Written instruction —
Every line of the records must be repeated exactly; pictures stay out.
--- START Records for this exercise ---
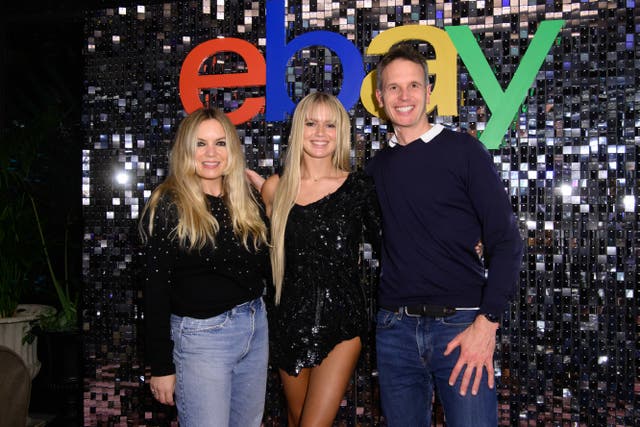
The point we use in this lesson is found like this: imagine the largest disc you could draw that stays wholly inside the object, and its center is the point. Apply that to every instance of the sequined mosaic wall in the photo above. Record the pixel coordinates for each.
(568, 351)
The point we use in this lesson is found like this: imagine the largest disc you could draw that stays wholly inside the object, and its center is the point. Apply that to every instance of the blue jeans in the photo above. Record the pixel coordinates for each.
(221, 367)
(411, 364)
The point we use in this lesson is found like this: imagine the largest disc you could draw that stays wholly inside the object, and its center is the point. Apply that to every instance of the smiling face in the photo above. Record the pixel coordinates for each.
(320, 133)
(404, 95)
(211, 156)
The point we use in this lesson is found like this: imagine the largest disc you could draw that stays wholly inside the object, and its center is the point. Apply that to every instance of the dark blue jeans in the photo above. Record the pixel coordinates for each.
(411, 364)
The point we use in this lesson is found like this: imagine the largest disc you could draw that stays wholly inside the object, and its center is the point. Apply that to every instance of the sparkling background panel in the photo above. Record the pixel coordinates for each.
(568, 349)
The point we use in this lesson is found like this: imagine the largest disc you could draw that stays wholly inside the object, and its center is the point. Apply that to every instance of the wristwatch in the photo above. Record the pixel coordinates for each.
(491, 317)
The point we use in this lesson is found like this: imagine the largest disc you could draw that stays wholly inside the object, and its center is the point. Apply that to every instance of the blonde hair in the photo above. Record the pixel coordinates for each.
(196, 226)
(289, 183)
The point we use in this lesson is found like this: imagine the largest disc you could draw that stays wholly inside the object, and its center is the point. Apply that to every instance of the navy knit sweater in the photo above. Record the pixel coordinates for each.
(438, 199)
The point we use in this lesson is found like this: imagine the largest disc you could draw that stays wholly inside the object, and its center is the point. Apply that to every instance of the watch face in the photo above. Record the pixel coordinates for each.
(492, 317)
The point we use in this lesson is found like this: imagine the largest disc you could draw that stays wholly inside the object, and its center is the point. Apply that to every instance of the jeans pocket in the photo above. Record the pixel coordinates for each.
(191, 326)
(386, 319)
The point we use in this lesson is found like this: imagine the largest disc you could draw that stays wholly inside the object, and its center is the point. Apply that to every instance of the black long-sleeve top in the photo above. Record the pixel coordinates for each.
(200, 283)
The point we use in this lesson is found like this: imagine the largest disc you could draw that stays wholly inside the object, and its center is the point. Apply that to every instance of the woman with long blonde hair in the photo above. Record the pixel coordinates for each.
--- END Records for this exercise ---
Expected answer —
The point we use in this lesson is found like this: imagine the largest disc you could draw that stays wholly inside the object, and its center is the point. Apply that to every instance of the sequined mosaic wall in the photo above. Record the pixel coordinates for each.
(568, 351)
The point we use in this lesson is found like this: imagine the largest disc you could draw that stays wholly inside the object, and its center is the point. Apply that to every instance of the blue jeans in the photo above. Record the pixel coordinates for each.
(221, 367)
(411, 364)
The point we use in this lesson is found like this: imagine the largest disc you could draw that stays wholly inside the object, and its center is the point. Apply that to every instance of the smiling face in the photo above. Record the pixel coordinates for each.
(320, 133)
(404, 95)
(211, 156)
The point we use in this lesson is found like this: imagine the largest disc you could draw that stays wholly inside the object, and its center is the point. Apply that to every instance of the dark blue jeans in the photo above. Record the pixel coordinates for each.
(411, 364)
The point we use in this lesson is found like this: imagine the largest disc you could draw that stays wholly inside the object, and its center is the point. Apply that to every instance of the sparkling background panel in the photo above. Record the pixel coordinates for each.
(568, 349)
The point we use in this lesson is found like this: imagine the largest disc you could draw that stays wholly inside the object, and its center is the point. Apply that to every instance of the wristwatch in the photo above. Record the pixel coordinates for each.
(491, 317)
The point we use in this lesson is found like this: imagine the largest disc you could draw that stays wholly inside the object, and its center is the point. Apply that to every instance of the blonde hair in the photo above. Record the pixel coordinates for each.
(196, 226)
(289, 183)
The point we use in this lesson is found like this: imagine the largest disc you could draw that stays wholly inside the object, and its center is the point. Apply that to every instance of the navy knit sweater in the photo above. Record the pixel coordinates for each.
(438, 199)
The point we use in this lesson is found like this: imagine the largest disc you could draw that stays wholly inside the object, and its center is the point. Apply that to every instance of the watch face in the photo above. Record the pixel coordinates for each.
(492, 317)
The point we use in this lesson is found like this: imagine the largest disc you could draw that stays wholly inside the object, and its center is the point. Apply that to every instance of the jeans pocket in the photo above. Record the pixel coordinates for each.
(191, 326)
(386, 319)
The point we use in this lesson is found like this: imagine the largest disc you could draw that stays wholly inside the object, and its center is the point. Apply that to every instance of the black long-sleeve top in the photo above. Record the pixel coordinates for each.
(200, 283)
The point we use in this lesson is found like this: imagine the largest disc you could draw that stays wholly inside the object, and its center is the point. Apply that to every instance of the woman with long blonde hair in the photo above. Record the pixel coordinates for each.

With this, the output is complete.